- **Text extract**
First, we describe optical transition properties in RMnO₃. Figure 2a shows the absorption spectra at different sample temperatures in a hexagonal YMnO₃ thin film with the thickness of ~300 nm epitaxially grown on a (111) MgO substrate by pulsed laser deposition [35,36]. A strong absorption band is observed at each temperature. The profile is consistent with previous reports of an absorption spectrum [37] and imaginary part of a dielectric function [38]. In hexagonal RMnO₃, the crystal field of D_3h symmetry splits Mn 3d orbitals into two e_1g (xz, yz) orbitals, two e_2g (xy, x² − y²) orbitals and a_1g (3z² − r²) orbital. The e_1g and e_2g are occupied states while a_1g is unoccupied state. Accordingly, the optical transitions occur from the e_1g and e_2g states to a_1g state [39]. It is widely considered that the absorption peak at ~1.7 (2.3) eV is originated from the optical transition from the e_2g to a_1g (e_1g to a_1g) states [12,37,39]. The absorption band shows a lower energy shift with an increase in temperature. The peak energy of the absorption band is plotted in Figure 2b as a function of temperature, where the vertical dashed line indicates the Néel temperature: ~70 K [20]. The amount of the lower-energy shift is ~0.18 eV as increasing temperature from 10 to 300 K. In the pump-probe experiment with a fixed pump photon energy, we have to pay strict attention to this energy shift because the initial distribution of excited electron states can be changed by temperature; the feature of the initial distribution could affect ultrafast responses of the electron and phonon systems. Wu et al. measured ∆R/R₀ signals as a function of temperature in various YMnO₃ epitaxial films and estimated the energy gaps from the signal amplitude around the time origin [40]. Similarly, the effect of the absorption band shift is emerged in our study, which is discussed in Section 4.4.

- **Given data**
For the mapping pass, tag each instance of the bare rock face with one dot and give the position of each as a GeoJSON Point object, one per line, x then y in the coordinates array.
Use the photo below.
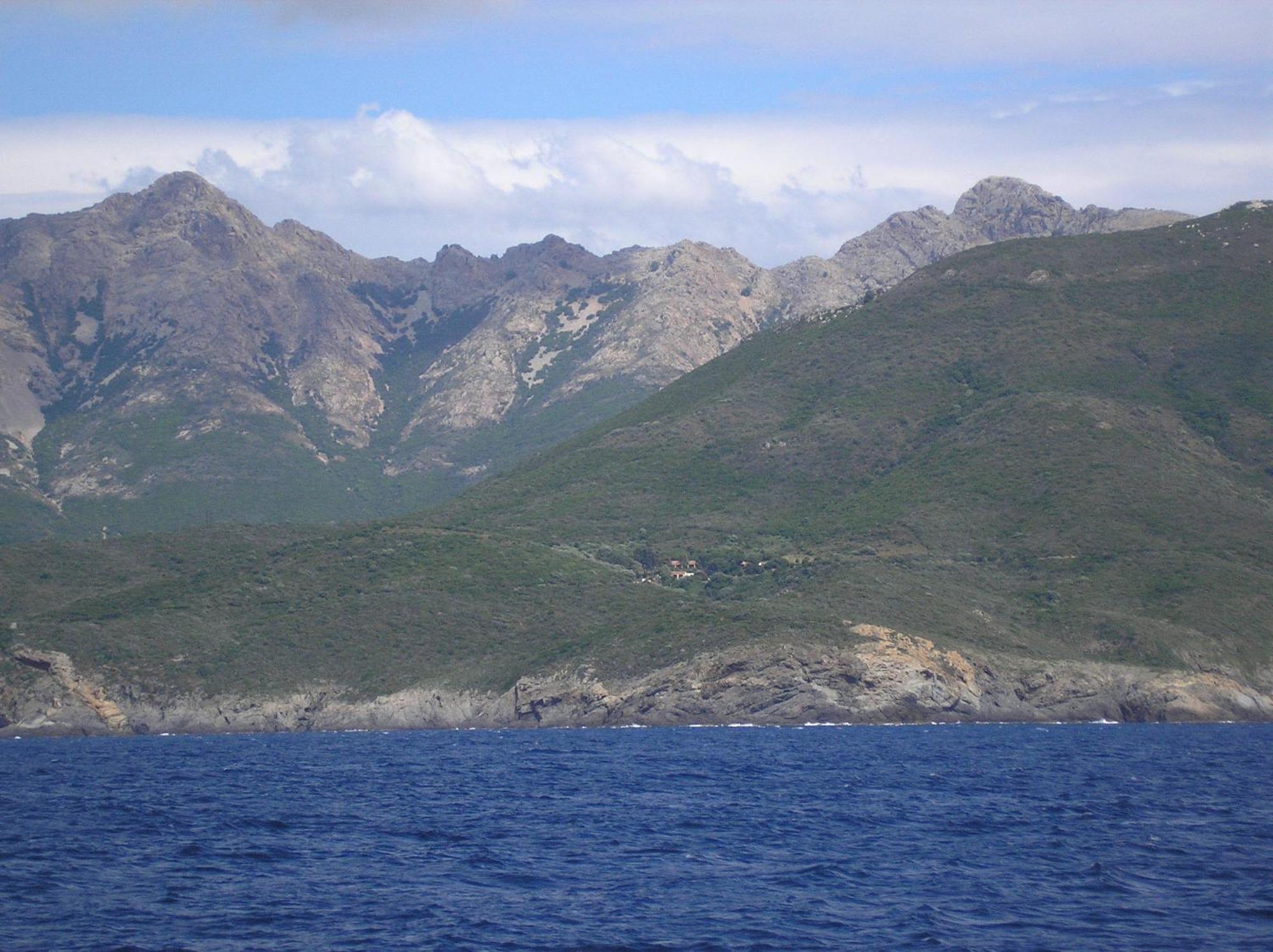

- **Aim of the exercise**
Extend the text on optical absorption in YMnO₃ past its final sentence. The listing has no connection to the text on optical absorption in YMnO₃.

- **Reply to the task**
In Figure 2b, the absorption peak shows an abrupt change around the Néel temperature. Such anomalies of absorption peak shifts were observed in hexagonal RMnO₃ thin films with R = Gd, Tb, Dy, Ho and Lu [12]. These anomalies are attributed to that the electronic state is modulated by the antiferromagnetic ordering. On the other hand, in order to rigorously analyse the temperature-dependent peak shift, the line-shape analysis of the absorption band considering several absorption bands would be required. Figure 3a shows the optical conductivity spectra at 6 K and 300 K in a hexagonal HoMnO₃ single crystal [41]. The inset shows a fitted result of the spectrum at 6 K considering four components. The four components were considered to be due to the transitions from two e_2g states to a_1g state and from two e_1g states to a_1g state. Figure 3b shows the peak positions of each component as a function of temperature. The temperature dependence of the peak energy is different from each other, which suggests the complexity of the mechanism of the absorption band shift. Moreover, the fitted result indicates that the band at ~1.7 eV is composed of at least two components (striking one at ~1.7 eV and weak one in a lower-energy range). The absorption spectra in Figure 2a may have similar components because it shows a similar asymmetric profile.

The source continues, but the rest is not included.